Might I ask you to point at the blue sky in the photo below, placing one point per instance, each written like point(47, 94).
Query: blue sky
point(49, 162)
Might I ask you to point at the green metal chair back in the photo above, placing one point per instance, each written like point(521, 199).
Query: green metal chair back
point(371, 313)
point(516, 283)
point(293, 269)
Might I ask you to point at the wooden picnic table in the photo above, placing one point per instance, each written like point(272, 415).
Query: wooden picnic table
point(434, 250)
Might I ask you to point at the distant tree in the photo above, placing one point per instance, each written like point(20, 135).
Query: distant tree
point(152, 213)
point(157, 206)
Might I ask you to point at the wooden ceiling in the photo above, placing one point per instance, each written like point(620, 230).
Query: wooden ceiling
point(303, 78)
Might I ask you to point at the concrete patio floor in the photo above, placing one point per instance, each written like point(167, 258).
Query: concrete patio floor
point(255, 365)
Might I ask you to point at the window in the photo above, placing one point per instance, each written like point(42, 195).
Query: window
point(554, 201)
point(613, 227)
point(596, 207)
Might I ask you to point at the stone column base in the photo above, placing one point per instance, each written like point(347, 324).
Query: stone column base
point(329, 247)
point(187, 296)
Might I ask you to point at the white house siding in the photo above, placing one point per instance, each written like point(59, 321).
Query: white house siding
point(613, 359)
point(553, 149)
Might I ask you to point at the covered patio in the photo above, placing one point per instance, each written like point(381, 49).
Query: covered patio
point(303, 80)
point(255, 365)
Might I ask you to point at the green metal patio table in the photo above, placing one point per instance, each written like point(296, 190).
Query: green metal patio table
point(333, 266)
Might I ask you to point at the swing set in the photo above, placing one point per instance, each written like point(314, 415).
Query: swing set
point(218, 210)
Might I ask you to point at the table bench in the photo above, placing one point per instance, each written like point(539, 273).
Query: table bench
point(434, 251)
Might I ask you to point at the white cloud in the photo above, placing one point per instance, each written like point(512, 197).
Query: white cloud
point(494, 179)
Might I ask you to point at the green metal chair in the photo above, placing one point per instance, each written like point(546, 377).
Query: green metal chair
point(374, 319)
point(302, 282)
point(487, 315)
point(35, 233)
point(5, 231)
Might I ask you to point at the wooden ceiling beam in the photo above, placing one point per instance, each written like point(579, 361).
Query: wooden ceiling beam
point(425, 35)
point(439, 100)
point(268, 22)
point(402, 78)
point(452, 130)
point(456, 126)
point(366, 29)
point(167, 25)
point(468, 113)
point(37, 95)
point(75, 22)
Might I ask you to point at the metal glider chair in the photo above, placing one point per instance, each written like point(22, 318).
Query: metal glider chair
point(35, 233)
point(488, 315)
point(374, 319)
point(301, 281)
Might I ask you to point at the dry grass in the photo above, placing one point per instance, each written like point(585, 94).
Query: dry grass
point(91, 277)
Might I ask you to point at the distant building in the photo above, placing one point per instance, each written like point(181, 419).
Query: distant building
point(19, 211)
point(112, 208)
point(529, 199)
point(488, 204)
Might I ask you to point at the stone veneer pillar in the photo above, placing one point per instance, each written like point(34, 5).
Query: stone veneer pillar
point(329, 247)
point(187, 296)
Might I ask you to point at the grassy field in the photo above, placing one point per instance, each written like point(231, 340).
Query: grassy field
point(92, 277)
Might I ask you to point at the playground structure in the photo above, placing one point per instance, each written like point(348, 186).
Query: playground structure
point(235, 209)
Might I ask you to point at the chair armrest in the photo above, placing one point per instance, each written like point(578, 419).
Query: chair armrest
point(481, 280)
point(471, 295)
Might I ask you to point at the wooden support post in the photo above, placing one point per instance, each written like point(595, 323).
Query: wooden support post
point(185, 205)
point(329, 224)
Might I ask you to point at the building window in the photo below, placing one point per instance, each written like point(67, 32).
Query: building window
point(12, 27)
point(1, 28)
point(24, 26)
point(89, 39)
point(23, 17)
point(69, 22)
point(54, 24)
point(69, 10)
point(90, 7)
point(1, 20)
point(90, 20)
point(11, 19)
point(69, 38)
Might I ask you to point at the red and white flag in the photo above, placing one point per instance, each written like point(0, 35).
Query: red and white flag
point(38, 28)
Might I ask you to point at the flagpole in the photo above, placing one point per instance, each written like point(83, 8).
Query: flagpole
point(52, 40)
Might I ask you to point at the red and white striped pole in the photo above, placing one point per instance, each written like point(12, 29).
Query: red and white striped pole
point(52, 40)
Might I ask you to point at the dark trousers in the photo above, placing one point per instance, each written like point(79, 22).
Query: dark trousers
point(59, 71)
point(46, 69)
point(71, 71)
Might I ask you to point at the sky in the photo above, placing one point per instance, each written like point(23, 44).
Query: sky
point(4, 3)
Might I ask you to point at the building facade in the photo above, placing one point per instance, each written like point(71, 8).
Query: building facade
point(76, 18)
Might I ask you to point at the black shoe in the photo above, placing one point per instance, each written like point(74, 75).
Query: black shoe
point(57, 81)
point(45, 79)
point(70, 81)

++++++++++

DIRECTIONS:
Using the listing above, print every entry exactly.

COMPLETED TASK:
Might I ask you to point at the blue sky in the photo below, placing one point per instance, each written like point(47, 94).
Query: blue sky
point(49, 162)
Might I ask you to point at the green metal chair back in the photo above, placing one point per instance, each written like point(521, 199).
Query: green metal chair back
point(371, 313)
point(516, 283)
point(293, 269)
Might I ask you to point at the wooden picnic table in the photo above, placing one point per instance, each written like point(272, 415).
Query: wooden picnic table
point(434, 250)
Might I ask you to point at the distant tree in the photo above, placing one point per instance, each written like point(20, 135).
Query: distant tree
point(152, 213)
point(157, 206)
Might I ask you to point at the wooden ceiling in the photo above, placing one point per instance, each written like point(620, 230).
Query: wooden ceiling
point(303, 78)
Might I ask you to point at the concrete patio floor in the photo above, placing one point per instance, each written like point(167, 258).
Query: concrete patio floor
point(255, 365)
Might I ask you to point at the window in the photo above, placing one point per instance, each written like point(42, 195).
Query: window
point(554, 201)
point(613, 227)
point(596, 207)
Might I ask you to point at the stone column base in the photo above, placing one point per instance, each written like point(347, 324).
Query: stone column base
point(329, 247)
point(187, 296)
Might I ask you to point at the white house siding in the photo above, placing one point per instance, each written like point(59, 321).
Query: white house siding
point(613, 359)
point(553, 149)
Might I ask you to point at the covered patio in the photo above, placing one point per instance, each written like point(381, 49).
Query: covered patio
point(303, 80)
point(255, 365)
Might I ask you to point at the green metal patio table in the photo above, placing one point per instance, each written like point(296, 190).
Query: green metal patio table
point(333, 266)
Might I ask you to point at the swing set in the photo above, placing one point per instance, each written like point(314, 415).
Query: swing set
point(218, 210)
Might I ask you to point at the table bench in the photo above, placing one point per instance, each written like point(539, 273).
Query: table bench
point(434, 251)
Might I ask you to point at the white cloud in the photo above, placing one point per instance, each written like point(512, 197).
Query: white cloud
point(494, 179)
Might I ask you to point at the green metal chair in the photo above, placing one point per instance, each written like point(546, 377).
Query: green metal chair
point(374, 319)
point(302, 282)
point(487, 315)
point(35, 233)
point(5, 231)
Might I ask you to point at the wooden ceiling beam in the photo above, placing one point per instance, each written like point(579, 361).
Query: wooden ceiling beam
point(425, 35)
point(439, 100)
point(268, 22)
point(402, 78)
point(452, 130)
point(456, 126)
point(366, 29)
point(167, 25)
point(468, 113)
point(37, 95)
point(75, 22)
Might I ask you to point at the metal glider chair in the photo above, placing one point per instance, each written like point(22, 318).
Query: metal glider chair
point(35, 233)
point(488, 315)
point(374, 319)
point(301, 281)
Might I ask you to point at the dry grass in the photo above, placing one point per instance, each written like point(585, 94).
Query: dry grass
point(91, 277)
Might I ask you to point at the distant building in the photo above, placing one point per instance, each written like point(181, 419).
Query: distant building
point(19, 211)
point(112, 208)
point(529, 199)
point(488, 204)
Might I ask you to point at the stone veneer pillar in the photo above, placing one point per instance, each written like point(34, 5).
Query: stone veneer pillar
point(329, 247)
point(187, 296)
Might I ask you to point at the grassy field in the photo above, placing one point per instance, each written like point(231, 340).
Query: grassy field
point(92, 277)
Might I ask you to point at the playground structure in the photo above, placing one point per instance, each written like point(348, 186).
Query: playground structure
point(235, 209)
Might I ask you to point at the chair armrest in the photo above, placing one point per instance, each written like point(578, 419).
Query: chair armrest
point(481, 280)
point(471, 295)
Might I ask you to point at the wooden support post in the photo above, placing one point per instance, each written like point(595, 323).
Query: wooden support post
point(185, 205)
point(329, 224)
Might I ask you to point at the building window in the photo below, placing one point per instance, each written like point(67, 32).
Query: building window
point(12, 27)
point(1, 28)
point(24, 26)
point(89, 39)
point(23, 17)
point(69, 22)
point(54, 24)
point(69, 10)
point(90, 7)
point(1, 20)
point(90, 20)
point(11, 19)
point(69, 38)
Might I ask you to point at the red and white flag in the photo above, placing one point per instance, each written like point(0, 35).
Query: red and white flag
point(38, 28)
Might I ask you to point at the flagpole in the photo above, placing one point per instance, each written like point(83, 8).
Query: flagpole
point(52, 40)
Might I ask you to point at the red and white striped pole in the photo above, placing one point per instance, each written like point(12, 29).
Query: red and white striped pole
point(52, 40)
Might I ask you to point at the dark trousers in the photo above, placing one point per instance, each written like point(79, 22).
Query: dark trousers
point(59, 71)
point(46, 69)
point(71, 71)
Might I ask you to point at the sky in the photo above, placing one point per instance, each written like point(23, 44).
Query: sky
point(4, 3)
Might I ask you to point at the building facade in the photo above, placing one point per instance, each written like point(71, 8).
Query: building facade
point(76, 18)
Might I ask you to point at the black shoe in the photo above, placing one point per instance, each written like point(74, 75).
Query: black shoe
point(57, 81)
point(45, 79)
point(70, 81)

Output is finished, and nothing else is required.